### Directions
Can you write out the records below again, swapping "Tag each one with a point" for "Mark every one with a dot" wherever it occurs and changing nothing else? Leave the pictures out of your answer.

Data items
* * * *

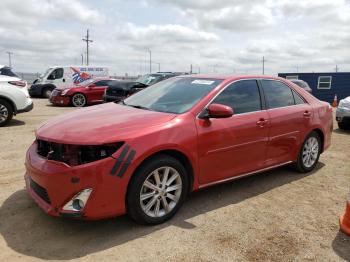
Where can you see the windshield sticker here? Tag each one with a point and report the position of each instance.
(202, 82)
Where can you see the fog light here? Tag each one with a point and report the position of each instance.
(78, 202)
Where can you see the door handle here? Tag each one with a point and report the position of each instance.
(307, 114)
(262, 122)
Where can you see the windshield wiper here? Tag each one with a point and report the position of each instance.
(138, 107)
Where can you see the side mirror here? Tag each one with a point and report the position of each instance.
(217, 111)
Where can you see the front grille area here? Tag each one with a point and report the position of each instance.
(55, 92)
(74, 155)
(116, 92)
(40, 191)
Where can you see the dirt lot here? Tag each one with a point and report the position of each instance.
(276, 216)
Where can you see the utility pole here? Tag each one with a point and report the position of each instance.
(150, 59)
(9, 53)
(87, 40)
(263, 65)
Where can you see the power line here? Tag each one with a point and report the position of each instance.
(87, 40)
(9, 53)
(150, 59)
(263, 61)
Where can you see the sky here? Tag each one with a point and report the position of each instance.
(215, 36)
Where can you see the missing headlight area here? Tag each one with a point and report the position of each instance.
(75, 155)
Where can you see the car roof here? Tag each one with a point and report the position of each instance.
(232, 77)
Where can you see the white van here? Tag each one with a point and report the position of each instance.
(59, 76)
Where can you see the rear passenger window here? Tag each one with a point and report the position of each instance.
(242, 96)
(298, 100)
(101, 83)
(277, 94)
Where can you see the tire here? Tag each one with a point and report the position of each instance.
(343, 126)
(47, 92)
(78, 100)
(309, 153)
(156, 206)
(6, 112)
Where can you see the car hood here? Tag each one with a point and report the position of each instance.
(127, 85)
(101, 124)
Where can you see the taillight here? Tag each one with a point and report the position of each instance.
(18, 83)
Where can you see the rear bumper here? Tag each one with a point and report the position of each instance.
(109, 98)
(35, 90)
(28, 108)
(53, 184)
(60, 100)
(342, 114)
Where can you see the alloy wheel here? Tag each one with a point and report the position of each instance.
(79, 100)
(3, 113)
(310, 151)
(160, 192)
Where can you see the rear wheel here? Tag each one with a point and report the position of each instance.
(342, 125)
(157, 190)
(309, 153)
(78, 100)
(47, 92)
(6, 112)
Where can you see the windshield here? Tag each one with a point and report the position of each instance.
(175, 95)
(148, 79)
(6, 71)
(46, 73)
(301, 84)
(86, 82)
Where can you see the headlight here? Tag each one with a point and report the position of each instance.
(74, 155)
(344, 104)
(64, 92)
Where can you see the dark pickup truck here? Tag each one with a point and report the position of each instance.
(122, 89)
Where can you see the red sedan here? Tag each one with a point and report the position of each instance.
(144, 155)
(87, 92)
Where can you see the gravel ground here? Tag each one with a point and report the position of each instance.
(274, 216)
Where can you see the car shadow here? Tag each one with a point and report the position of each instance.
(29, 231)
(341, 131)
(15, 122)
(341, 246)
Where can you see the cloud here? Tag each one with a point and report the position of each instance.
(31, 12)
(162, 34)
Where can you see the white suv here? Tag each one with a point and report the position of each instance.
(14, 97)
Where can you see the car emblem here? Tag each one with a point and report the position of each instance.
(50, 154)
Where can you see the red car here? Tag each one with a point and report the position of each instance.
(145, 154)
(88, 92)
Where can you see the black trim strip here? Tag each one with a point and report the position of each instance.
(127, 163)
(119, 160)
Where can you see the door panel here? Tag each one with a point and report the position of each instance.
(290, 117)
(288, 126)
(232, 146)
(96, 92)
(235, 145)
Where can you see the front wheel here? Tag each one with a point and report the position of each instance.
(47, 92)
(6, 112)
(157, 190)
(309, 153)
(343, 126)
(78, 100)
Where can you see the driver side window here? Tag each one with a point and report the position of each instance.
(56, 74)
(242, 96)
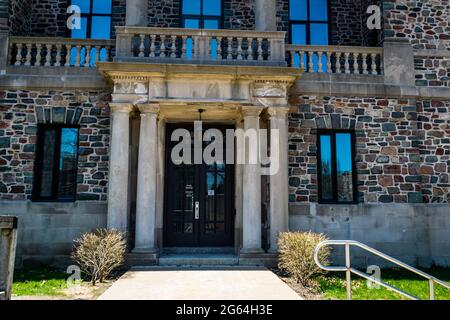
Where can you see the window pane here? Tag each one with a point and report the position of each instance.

* * * *

### Exercise solution
Where can you see the windshield sticker here? Mark every one with a dot and report the position of each instance.
(202, 82)
Where can you see the fog light here? Mark every one with a dot and report the position of each instance.
(78, 202)
Where can you see the door handle here? Mark every one with a dot and report the position of each instance.
(307, 114)
(262, 122)
Where can you see the windshield wiper here? Mark every one with a dot and report the position of each instance.
(138, 107)
Where can you see the side mirror here? Mark every one with a dot and report the position of each instance.
(217, 111)
Where can you see the front grille area here? Mark every one with a dot and report the position of each instance.
(55, 92)
(74, 155)
(116, 92)
(40, 191)
Where can you see the dirt lot here? Mark every one with a dot and report the position of each instance.
(276, 216)
Where can you see the utility pole here? Mark every one with a dot and report the position of each instance.
(150, 59)
(9, 53)
(87, 40)
(263, 65)
Where can you see the power line here? Mark every one with a dot and report the position of each instance.
(87, 40)
(9, 53)
(150, 59)
(263, 61)
Where can you see the sky here? Mark every one with a dot and report the position of each instance.
(215, 36)
Where can you see the missing headlight area here? Mark every one with a dot and report the position of each instance.
(75, 155)
Where can you see the car roof here? Mark every one with a dot and report the position of each instance.
(232, 77)
Where can you see the white van here? Mark every one with a dot and report the position of each instance.
(59, 76)
Where can you see the rear passenger window here? Mark every one with a dot and report the position of each instance.
(242, 96)
(298, 100)
(101, 83)
(277, 94)
Where can you see the tire here? Mark every one with a dot and report the position of each instance.
(343, 126)
(47, 92)
(78, 100)
(309, 153)
(156, 206)
(6, 112)
Where can you see the car hood here? Mark every one with a dot and report the position of each instance.
(127, 85)
(101, 124)
Where can you see the taillight here? Mark every one with a dot and report the position of each instance.
(18, 83)
Where can you see the rear bumper here? Mark every one with a dot and report the position of each instance.
(109, 98)
(35, 90)
(28, 108)
(53, 184)
(60, 100)
(342, 114)
Where can you see the alloy wheel here? Mark every one with a dot and report the position of each instance.
(79, 100)
(3, 113)
(310, 151)
(160, 192)
Where can you see the rear wheel here? Mark every one with a dot and report the position of each instance.
(342, 125)
(157, 190)
(309, 153)
(78, 100)
(47, 92)
(6, 112)
Where can you see the windshield here? Mark every one with a dot and report the position of each instance.
(175, 95)
(148, 79)
(6, 71)
(46, 73)
(301, 84)
(86, 82)
Where can you see the headlight here? Mark every one with a dot and report the position of each instance.
(74, 155)
(344, 104)
(64, 92)
Where can you see the dark pickup truck here? Mark every one with a dot and report the position of each instance.
(122, 89)
Where can you see the red sedan here? Mark every one with a dot and report the position of each instance.
(144, 155)
(87, 92)
Where can you see the gravel ground here? Mark every one with a dot and report the position of each instance.
(274, 216)
Where can you see the car shadow here? Mark every one with a dot and report the position of each instance.
(29, 231)
(341, 131)
(15, 122)
(341, 246)
Where can you see the cloud here? Mark every one with a dot and report the position of each instance.
(31, 12)
(162, 34)
Where can you see the white suv here? Mark every one with a dot and report the position of each instance.
(14, 97)
Where can you see the car emblem here? Mark every one with a dot and report the position of each instance.
(50, 154)
Where can you see the red car here? Mark every one with a dot and report the position of each instance.
(145, 154)
(88, 92)
Where can you see the black trim strip here? Mark every one with a dot and report the position of each instance.
(127, 163)
(119, 160)
Where can you see the door panel here? Mark every one with a dot and report the position of each instance.
(290, 117)
(288, 126)
(232, 146)
(96, 92)
(235, 145)
Where can you see the front wheel here? Mark every one with a dot and report the position of each instance.
(47, 92)
(6, 112)
(157, 190)
(309, 153)
(343, 126)
(78, 100)
Where can you see the driver side window here? Mark every one with a dot and report the position of each instance.
(56, 74)
(242, 96)
Where can you see the window pane here? Mark every one with a dot and report the position of each instance.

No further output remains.